» Text excerpt:
▶
Fully 64% of low wage workers have some amount of pay stolen out of their paychecks by their employer every week.... The average low wage worker loses ... $2,634 per year in unpaid wages ... 15% of their earned income.

--Laura Clawson, Daily Kos Labor, November 26, 2013

THESE QUOTATIONS ILLUSTRATE TWOKINDSOFWAGE/TIMETHEFT by employers, the appropriation of employees' off-duty time ("mandatory fun events") and their earned income. The goal of this article is to document--and problematize--these oppressive practices inflicted by the employer class on the employed. We have, therefore, an ideological and a practical agenda. The oppression of employees by employers has a long history in critical literatures, from Marx's Capital to feminist analyses of the unpaid emotional labor required by gendered jobs (Hochschild 1997,2000) to the demands of Disney World employees that they be reimbursed for the one to two hours (per shift) required to become Mickey Mouse or Snow White (Simpson 2017).The exploitation of workers, legally and extralegally, in the Global North and the Global South, has always been integral to capitalism. As the uneven distribution of wealth generated by unpaid labor and the appropriation of the means of production by monopoly capitalism have increased under neoliberalism, these forces have produced new populist, authoritarian politicians promising remedies that, as in Trump's United States, exacerbate rather than counter the power of capital.

We wish to draw attention here to the recent normalization of levels of exploitation that would not have been possible in earlier periods. In some nation-states (in Scandinavia, for example) and historical periods (the 1960s, for instance, when unions were strong), this is because capital lacked the political, cultural, and/or legal permission to tighten the screws on the employee class beyond a certain point; in others (the United States and Britain from 1980 on), the capitalist class was limited by the paucity and expense of available disciplinary tools. However, as neoliberal philosophies and regimes gained ever more power, through globalized trade deals, international organizations such as the IMF (International Monetary Fund), and the allied dismantling of welfare states, capital's ability to monetize and colonize time and space and persuade people that this was necessary and right has continually increased. In this respect, neoliberalism contains a distinctively moral character aimed at transforming society's views and expectations of free markets and the role of corporations therein, redefining these spaces as inherently good and naturally beneficial for the entire social formation (Tombs 2016). This is the normalization we wish to discuss through wage/time theft.
◀
» Work request: Please repeat the passage on wage theft, starting at "Fully 64% of" and ending at "of their earned income.", and swap "employer" for "boss".

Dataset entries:
▶
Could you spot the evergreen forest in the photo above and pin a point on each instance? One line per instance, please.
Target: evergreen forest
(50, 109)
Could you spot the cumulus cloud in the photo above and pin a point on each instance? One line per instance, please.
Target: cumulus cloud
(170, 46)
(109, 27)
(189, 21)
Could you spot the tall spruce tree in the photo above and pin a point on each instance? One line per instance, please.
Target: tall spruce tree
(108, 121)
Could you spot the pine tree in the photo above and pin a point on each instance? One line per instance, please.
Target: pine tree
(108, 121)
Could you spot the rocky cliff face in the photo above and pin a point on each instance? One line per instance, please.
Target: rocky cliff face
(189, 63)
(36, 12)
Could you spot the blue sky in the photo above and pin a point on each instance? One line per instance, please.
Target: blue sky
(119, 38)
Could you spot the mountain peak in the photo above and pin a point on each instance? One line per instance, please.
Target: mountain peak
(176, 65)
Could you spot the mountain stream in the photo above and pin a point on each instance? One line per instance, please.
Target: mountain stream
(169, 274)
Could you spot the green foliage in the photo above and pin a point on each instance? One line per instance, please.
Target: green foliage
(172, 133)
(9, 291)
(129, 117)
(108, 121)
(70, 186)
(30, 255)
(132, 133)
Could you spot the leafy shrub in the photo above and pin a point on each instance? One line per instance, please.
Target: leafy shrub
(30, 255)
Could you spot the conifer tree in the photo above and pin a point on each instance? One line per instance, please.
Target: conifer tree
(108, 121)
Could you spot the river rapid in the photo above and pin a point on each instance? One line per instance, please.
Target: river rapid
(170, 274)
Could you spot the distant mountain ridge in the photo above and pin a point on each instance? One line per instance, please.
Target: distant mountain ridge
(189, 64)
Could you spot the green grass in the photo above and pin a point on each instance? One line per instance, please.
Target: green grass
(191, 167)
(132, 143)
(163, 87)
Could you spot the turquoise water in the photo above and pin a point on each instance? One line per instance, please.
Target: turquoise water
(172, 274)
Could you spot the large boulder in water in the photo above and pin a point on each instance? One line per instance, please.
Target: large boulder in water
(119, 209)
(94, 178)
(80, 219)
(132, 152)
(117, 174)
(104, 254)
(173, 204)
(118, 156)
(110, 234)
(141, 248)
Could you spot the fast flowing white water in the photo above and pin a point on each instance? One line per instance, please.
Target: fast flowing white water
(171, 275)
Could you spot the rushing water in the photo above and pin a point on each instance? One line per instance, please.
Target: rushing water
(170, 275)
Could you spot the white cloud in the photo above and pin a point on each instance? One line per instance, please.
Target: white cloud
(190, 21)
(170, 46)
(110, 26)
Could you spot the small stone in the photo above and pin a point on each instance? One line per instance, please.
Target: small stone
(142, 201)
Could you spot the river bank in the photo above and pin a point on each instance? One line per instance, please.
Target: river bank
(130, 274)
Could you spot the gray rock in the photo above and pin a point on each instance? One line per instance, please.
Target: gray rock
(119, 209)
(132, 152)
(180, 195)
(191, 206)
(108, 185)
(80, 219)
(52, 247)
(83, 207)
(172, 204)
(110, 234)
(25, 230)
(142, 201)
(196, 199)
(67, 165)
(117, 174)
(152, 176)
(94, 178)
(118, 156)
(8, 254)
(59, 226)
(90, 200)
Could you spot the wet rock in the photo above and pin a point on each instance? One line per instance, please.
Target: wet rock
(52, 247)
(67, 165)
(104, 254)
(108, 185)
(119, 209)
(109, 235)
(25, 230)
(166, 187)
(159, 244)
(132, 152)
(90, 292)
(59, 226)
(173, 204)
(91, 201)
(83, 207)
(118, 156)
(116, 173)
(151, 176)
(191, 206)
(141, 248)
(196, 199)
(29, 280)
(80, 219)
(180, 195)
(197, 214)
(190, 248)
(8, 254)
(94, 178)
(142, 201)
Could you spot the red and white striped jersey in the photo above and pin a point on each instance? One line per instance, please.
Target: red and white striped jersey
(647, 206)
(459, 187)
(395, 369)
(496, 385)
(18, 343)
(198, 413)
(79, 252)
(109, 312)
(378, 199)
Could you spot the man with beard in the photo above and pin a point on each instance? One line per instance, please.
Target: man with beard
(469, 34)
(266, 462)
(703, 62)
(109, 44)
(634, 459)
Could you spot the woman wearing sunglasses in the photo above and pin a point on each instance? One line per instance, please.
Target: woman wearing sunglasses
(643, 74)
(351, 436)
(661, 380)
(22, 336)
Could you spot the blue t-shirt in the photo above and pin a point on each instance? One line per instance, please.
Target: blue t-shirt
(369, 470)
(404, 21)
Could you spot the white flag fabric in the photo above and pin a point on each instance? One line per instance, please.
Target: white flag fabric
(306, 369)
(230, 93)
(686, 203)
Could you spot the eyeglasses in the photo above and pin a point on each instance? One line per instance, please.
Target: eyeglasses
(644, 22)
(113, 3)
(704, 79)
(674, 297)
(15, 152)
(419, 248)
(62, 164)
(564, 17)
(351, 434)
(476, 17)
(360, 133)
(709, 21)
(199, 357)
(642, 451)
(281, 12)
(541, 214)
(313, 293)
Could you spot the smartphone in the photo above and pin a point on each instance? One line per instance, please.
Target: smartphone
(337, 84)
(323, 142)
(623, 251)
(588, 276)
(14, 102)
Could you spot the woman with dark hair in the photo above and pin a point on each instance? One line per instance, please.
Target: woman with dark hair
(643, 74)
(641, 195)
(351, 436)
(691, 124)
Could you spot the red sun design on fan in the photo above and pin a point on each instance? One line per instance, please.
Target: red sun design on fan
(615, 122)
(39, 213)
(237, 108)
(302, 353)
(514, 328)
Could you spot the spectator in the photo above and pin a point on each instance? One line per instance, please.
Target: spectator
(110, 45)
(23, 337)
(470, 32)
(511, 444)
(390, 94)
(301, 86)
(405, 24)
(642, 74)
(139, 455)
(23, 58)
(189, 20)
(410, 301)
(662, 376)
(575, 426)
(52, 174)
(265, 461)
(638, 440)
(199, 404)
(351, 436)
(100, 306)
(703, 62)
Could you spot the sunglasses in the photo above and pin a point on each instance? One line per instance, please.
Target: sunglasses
◀
» Result for this task:
Fully 64% of low wage workers have some amount of pay stolen out of their paychecks by their boss every week.... The average low wage worker loses ... $2,634 per year in unpaid wages ... 15% of their earned income.